____ GIVEN INFORMATION

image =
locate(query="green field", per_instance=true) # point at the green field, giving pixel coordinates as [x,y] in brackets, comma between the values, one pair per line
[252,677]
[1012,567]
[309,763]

________

- THE REQUEST
Please count how many lines in the rows above contain the string "giving", treating uppercase and lowercase as different. Reply with the number only.

- OUTPUT OF THE EXERCISE
1